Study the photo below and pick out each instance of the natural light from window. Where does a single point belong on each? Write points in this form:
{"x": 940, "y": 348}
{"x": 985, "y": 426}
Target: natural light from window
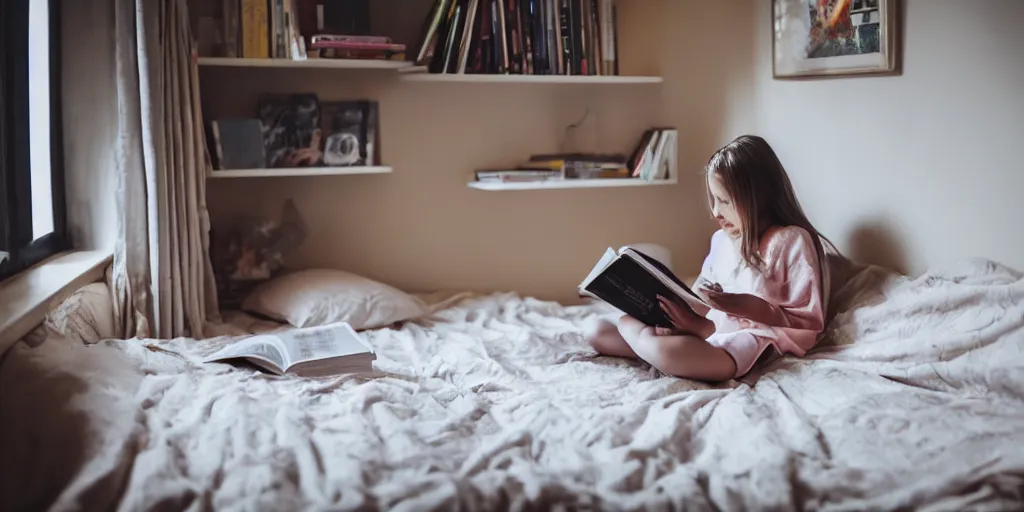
{"x": 39, "y": 114}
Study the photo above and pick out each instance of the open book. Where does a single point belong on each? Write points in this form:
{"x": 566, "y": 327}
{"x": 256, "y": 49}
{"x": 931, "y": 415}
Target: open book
{"x": 335, "y": 348}
{"x": 631, "y": 281}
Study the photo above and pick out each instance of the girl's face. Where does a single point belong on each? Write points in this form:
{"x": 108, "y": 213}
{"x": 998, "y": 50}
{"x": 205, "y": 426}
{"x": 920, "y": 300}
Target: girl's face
{"x": 723, "y": 208}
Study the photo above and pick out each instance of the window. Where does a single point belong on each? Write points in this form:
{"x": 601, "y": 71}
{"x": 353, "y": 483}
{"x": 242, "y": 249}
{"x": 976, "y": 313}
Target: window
{"x": 32, "y": 204}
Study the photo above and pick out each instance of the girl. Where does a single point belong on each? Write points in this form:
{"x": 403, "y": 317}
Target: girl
{"x": 765, "y": 278}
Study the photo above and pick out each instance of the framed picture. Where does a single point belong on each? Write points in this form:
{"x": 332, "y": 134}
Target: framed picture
{"x": 818, "y": 38}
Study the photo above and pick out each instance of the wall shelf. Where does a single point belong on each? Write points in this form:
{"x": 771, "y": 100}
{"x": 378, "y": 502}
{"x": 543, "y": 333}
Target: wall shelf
{"x": 567, "y": 183}
{"x": 298, "y": 171}
{"x": 418, "y": 75}
{"x": 349, "y": 64}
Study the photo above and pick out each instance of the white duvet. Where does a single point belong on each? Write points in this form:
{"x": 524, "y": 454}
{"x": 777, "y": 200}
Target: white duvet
{"x": 914, "y": 399}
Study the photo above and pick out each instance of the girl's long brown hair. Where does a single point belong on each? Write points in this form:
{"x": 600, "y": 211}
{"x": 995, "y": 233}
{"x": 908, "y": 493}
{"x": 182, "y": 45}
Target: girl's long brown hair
{"x": 762, "y": 194}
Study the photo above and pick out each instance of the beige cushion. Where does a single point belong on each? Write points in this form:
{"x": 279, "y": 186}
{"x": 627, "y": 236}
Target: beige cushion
{"x": 317, "y": 297}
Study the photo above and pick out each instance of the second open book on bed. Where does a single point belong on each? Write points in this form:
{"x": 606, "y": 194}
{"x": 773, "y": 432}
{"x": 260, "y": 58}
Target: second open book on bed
{"x": 632, "y": 281}
{"x": 335, "y": 348}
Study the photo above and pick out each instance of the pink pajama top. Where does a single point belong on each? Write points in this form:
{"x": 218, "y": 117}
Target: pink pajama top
{"x": 792, "y": 282}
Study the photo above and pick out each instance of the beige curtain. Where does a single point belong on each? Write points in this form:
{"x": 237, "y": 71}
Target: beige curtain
{"x": 162, "y": 279}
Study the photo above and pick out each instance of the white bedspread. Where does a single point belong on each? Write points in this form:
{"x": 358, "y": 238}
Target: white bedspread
{"x": 916, "y": 399}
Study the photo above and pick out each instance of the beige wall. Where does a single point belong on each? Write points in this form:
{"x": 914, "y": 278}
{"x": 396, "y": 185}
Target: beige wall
{"x": 422, "y": 228}
{"x": 903, "y": 195}
{"x": 921, "y": 169}
{"x": 90, "y": 122}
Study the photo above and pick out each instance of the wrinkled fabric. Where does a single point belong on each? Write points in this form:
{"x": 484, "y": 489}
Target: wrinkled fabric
{"x": 792, "y": 282}
{"x": 162, "y": 280}
{"x": 913, "y": 400}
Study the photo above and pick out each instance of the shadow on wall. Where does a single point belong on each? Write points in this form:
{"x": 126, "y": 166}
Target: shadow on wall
{"x": 873, "y": 243}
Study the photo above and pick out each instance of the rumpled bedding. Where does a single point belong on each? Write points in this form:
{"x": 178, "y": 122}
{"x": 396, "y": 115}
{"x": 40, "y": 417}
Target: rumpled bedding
{"x": 914, "y": 398}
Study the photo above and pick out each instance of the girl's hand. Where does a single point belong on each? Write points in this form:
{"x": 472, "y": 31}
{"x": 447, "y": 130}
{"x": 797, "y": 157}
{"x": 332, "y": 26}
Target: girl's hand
{"x": 678, "y": 314}
{"x": 742, "y": 305}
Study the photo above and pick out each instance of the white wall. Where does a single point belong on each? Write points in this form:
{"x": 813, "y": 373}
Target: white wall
{"x": 90, "y": 125}
{"x": 914, "y": 170}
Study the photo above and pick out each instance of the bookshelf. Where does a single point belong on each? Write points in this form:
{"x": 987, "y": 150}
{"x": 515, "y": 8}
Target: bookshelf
{"x": 568, "y": 183}
{"x": 418, "y": 74}
{"x": 299, "y": 171}
{"x": 320, "y": 64}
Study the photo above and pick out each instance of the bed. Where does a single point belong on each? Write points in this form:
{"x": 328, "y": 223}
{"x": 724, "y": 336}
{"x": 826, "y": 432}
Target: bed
{"x": 914, "y": 398}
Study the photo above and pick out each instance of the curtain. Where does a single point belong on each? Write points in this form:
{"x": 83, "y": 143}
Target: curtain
{"x": 162, "y": 279}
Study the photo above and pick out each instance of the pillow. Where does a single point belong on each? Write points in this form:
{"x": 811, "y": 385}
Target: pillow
{"x": 85, "y": 316}
{"x": 316, "y": 297}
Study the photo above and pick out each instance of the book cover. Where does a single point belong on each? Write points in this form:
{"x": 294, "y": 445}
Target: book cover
{"x": 349, "y": 133}
{"x": 632, "y": 281}
{"x": 239, "y": 143}
{"x": 291, "y": 129}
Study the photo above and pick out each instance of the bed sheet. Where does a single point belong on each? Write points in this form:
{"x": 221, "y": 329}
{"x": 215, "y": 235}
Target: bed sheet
{"x": 913, "y": 399}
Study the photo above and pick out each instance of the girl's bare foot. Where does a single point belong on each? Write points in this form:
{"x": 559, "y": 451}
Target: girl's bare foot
{"x": 604, "y": 337}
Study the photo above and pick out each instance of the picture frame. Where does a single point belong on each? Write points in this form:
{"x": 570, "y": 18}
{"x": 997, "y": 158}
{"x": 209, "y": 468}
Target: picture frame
{"x": 834, "y": 38}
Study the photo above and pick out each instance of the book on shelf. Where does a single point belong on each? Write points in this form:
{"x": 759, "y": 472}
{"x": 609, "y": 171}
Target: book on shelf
{"x": 519, "y": 37}
{"x": 655, "y": 156}
{"x": 652, "y": 159}
{"x": 331, "y": 349}
{"x": 298, "y": 130}
{"x": 289, "y": 29}
{"x": 632, "y": 282}
{"x": 239, "y": 143}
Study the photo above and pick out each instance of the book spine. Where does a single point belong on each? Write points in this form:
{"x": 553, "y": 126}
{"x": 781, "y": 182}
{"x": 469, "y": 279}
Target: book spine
{"x": 229, "y": 11}
{"x": 565, "y": 27}
{"x": 255, "y": 35}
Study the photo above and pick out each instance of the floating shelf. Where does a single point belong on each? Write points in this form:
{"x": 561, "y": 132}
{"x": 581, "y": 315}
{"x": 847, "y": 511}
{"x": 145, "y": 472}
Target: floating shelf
{"x": 347, "y": 64}
{"x": 298, "y": 171}
{"x": 411, "y": 75}
{"x": 567, "y": 183}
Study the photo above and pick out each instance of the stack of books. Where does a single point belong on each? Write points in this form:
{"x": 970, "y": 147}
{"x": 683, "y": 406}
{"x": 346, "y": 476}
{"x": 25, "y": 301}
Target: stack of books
{"x": 290, "y": 29}
{"x": 652, "y": 159}
{"x": 520, "y": 37}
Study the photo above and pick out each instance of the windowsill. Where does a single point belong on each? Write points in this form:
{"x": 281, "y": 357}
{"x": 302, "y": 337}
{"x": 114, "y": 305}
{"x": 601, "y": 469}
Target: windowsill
{"x": 26, "y": 297}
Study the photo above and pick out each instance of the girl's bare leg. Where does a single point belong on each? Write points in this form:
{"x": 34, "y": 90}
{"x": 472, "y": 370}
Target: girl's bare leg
{"x": 682, "y": 355}
{"x": 604, "y": 337}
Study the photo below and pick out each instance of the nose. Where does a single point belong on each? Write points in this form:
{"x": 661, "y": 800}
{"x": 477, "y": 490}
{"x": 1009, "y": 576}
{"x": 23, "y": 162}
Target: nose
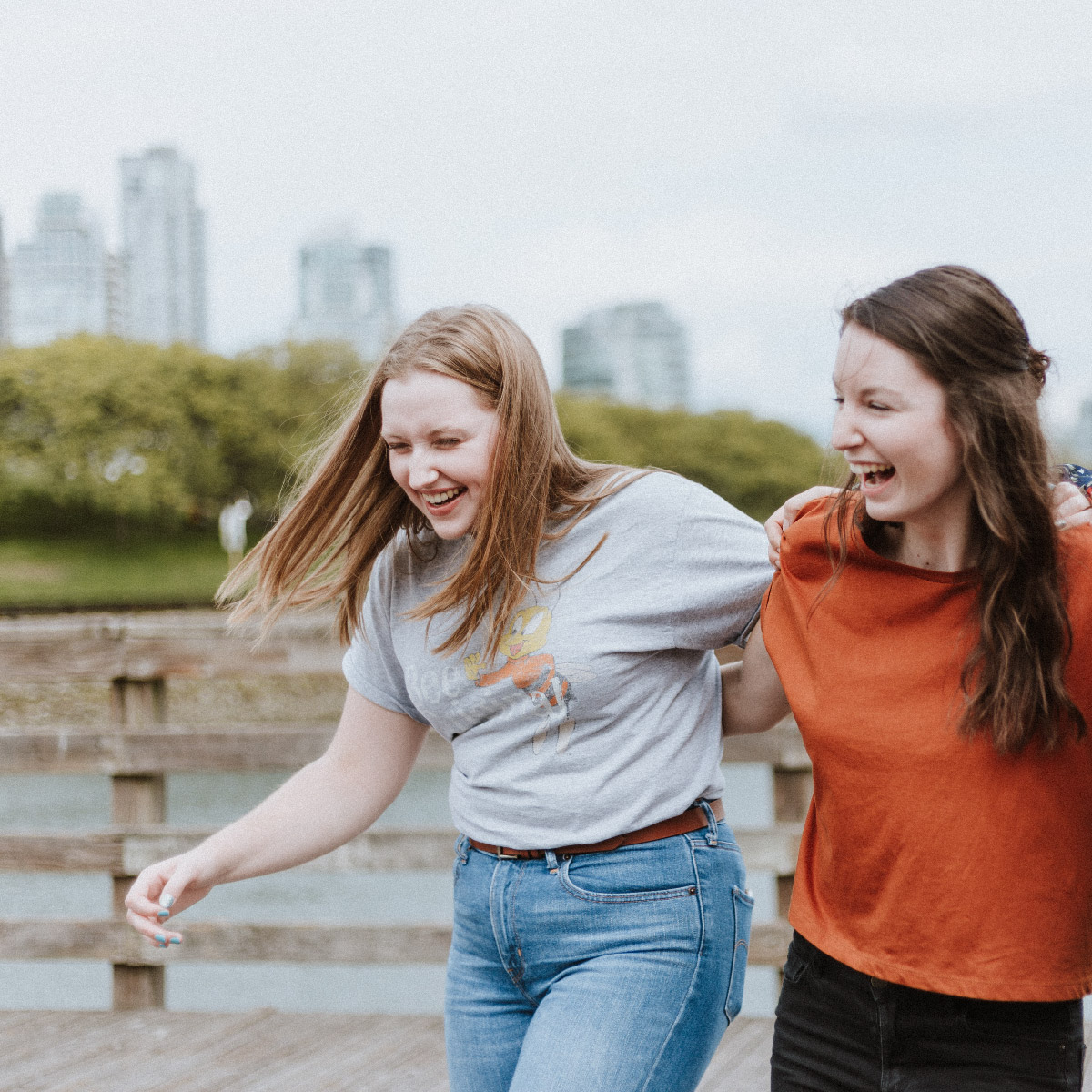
{"x": 421, "y": 472}
{"x": 844, "y": 432}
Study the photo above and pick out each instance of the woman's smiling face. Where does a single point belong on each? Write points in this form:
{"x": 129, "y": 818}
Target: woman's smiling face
{"x": 893, "y": 426}
{"x": 440, "y": 438}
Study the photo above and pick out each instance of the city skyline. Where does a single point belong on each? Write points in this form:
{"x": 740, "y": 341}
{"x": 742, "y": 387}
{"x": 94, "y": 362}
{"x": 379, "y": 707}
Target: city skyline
{"x": 753, "y": 167}
{"x": 633, "y": 353}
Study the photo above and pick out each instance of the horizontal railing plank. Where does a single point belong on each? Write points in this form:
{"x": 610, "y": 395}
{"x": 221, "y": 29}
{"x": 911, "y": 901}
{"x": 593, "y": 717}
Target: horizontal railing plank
{"x": 183, "y": 749}
{"x": 163, "y": 644}
{"x": 125, "y": 852}
{"x": 170, "y": 749}
{"x": 223, "y": 942}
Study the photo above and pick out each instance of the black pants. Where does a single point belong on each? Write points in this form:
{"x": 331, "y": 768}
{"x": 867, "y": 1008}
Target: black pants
{"x": 841, "y": 1031}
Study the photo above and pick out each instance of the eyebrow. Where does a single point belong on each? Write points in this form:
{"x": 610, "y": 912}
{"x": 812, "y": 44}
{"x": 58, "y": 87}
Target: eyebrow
{"x": 449, "y": 430}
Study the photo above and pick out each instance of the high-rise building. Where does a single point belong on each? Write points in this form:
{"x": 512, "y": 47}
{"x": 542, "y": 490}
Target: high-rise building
{"x": 5, "y": 312}
{"x": 632, "y": 353}
{"x": 1082, "y": 435}
{"x": 347, "y": 293}
{"x": 58, "y": 279}
{"x": 159, "y": 288}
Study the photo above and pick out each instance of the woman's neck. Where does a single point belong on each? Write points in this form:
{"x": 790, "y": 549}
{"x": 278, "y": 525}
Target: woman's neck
{"x": 947, "y": 547}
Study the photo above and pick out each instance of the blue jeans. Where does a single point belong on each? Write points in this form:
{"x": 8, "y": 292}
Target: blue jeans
{"x": 604, "y": 971}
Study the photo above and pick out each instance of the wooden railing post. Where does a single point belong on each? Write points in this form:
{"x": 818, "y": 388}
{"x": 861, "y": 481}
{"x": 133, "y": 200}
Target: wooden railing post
{"x": 136, "y": 800}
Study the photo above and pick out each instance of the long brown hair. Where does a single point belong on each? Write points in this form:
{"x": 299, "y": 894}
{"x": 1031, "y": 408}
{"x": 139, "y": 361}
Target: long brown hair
{"x": 966, "y": 334}
{"x": 349, "y": 506}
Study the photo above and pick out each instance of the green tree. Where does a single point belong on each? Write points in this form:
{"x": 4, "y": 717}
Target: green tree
{"x": 98, "y": 430}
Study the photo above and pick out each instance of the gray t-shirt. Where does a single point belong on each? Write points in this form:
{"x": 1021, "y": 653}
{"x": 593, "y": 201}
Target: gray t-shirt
{"x": 601, "y": 713}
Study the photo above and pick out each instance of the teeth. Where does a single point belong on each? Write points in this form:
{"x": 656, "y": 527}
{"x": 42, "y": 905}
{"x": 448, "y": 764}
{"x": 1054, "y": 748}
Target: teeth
{"x": 440, "y": 498}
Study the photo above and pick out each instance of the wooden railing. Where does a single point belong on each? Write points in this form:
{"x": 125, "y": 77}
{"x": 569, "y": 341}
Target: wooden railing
{"x": 139, "y": 697}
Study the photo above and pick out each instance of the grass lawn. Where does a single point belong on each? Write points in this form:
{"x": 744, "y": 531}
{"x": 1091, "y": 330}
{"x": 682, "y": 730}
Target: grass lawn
{"x": 44, "y": 573}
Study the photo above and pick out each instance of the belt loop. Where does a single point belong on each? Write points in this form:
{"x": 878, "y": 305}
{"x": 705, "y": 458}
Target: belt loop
{"x": 711, "y": 819}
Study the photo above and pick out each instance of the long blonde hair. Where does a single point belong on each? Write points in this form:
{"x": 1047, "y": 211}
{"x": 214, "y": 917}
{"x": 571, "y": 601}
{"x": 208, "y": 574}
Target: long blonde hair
{"x": 349, "y": 507}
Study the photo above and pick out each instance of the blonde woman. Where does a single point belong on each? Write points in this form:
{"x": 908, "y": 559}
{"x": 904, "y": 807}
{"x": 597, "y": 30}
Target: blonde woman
{"x": 552, "y": 620}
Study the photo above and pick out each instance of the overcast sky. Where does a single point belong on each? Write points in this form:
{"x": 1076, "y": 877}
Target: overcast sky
{"x": 754, "y": 165}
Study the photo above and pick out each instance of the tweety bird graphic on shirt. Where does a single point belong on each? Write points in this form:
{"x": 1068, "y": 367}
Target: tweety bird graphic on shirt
{"x": 533, "y": 672}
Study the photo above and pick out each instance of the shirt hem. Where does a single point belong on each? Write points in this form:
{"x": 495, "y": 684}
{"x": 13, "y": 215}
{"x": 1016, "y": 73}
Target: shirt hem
{"x": 953, "y": 986}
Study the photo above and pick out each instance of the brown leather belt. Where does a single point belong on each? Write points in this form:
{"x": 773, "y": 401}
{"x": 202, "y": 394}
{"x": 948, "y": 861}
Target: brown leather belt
{"x": 693, "y": 818}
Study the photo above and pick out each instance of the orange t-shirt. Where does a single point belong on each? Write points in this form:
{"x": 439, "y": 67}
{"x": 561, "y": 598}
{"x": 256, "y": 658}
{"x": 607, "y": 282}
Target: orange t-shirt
{"x": 928, "y": 860}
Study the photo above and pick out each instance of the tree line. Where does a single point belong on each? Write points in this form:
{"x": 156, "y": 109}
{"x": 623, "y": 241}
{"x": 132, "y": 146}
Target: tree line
{"x": 98, "y": 431}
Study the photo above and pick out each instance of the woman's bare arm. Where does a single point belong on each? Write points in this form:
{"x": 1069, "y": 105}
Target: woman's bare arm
{"x": 753, "y": 698}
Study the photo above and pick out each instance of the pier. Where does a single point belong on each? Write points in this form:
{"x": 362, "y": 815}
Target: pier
{"x": 140, "y": 697}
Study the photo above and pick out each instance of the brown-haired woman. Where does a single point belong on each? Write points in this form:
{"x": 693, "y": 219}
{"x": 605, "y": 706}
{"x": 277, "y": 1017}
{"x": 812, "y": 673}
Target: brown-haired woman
{"x": 932, "y": 633}
{"x": 552, "y": 620}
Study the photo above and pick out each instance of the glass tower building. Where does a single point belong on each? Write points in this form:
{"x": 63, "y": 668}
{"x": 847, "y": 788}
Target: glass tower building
{"x": 161, "y": 295}
{"x": 57, "y": 282}
{"x": 632, "y": 353}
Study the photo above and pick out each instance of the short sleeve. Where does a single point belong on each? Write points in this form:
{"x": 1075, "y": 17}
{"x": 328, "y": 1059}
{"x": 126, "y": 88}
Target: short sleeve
{"x": 720, "y": 571}
{"x": 370, "y": 664}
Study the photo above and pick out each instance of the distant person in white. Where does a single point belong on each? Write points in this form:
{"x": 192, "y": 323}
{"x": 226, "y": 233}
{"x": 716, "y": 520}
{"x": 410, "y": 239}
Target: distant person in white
{"x": 233, "y": 529}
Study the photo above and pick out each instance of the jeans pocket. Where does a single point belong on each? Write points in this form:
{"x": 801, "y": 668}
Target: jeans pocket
{"x": 796, "y": 966}
{"x": 743, "y": 905}
{"x": 631, "y": 875}
{"x": 461, "y": 845}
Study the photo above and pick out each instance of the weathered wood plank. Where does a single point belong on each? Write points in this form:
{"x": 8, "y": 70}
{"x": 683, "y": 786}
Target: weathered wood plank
{"x": 162, "y": 644}
{"x": 117, "y": 943}
{"x": 272, "y": 1052}
{"x": 129, "y": 850}
{"x": 173, "y": 749}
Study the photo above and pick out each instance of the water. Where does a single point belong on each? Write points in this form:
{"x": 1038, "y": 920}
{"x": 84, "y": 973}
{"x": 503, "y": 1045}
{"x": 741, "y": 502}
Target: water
{"x": 82, "y": 803}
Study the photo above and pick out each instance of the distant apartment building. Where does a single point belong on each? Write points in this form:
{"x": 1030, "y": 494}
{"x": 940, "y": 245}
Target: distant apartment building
{"x": 632, "y": 353}
{"x": 157, "y": 290}
{"x": 1082, "y": 435}
{"x": 5, "y": 293}
{"x": 347, "y": 293}
{"x": 57, "y": 282}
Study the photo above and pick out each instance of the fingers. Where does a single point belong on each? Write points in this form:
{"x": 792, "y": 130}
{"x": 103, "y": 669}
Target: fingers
{"x": 1070, "y": 506}
{"x": 780, "y": 522}
{"x": 774, "y": 532}
{"x": 162, "y": 889}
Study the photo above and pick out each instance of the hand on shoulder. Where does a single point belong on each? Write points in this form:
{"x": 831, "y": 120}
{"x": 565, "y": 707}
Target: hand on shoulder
{"x": 782, "y": 519}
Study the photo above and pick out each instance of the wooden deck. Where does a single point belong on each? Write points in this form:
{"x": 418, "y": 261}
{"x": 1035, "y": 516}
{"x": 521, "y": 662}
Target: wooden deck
{"x": 272, "y": 1052}
{"x": 277, "y": 1052}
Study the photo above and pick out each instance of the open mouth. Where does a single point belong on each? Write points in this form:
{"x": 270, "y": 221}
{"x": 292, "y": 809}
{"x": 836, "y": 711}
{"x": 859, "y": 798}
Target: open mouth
{"x": 873, "y": 473}
{"x": 445, "y": 500}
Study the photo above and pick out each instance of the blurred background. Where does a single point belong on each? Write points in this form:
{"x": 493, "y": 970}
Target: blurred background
{"x": 214, "y": 217}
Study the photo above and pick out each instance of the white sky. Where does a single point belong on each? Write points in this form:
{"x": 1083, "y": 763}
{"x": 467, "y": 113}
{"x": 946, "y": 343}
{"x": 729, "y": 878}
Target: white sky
{"x": 753, "y": 164}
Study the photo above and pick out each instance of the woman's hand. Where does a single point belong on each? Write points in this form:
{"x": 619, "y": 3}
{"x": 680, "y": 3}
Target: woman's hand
{"x": 164, "y": 889}
{"x": 1071, "y": 506}
{"x": 779, "y": 523}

WHAT YOU SHOULD DO — Look through the material for "below". Copy each line that has it.

ANSWER SECTION —
Study the photo below and pick out each instance of the natural light from window. Where does a single point belong on each? Write points in this form:
Study the photo below and pick out each instance of the nose. Where does a single point belong on each? Write points in this form:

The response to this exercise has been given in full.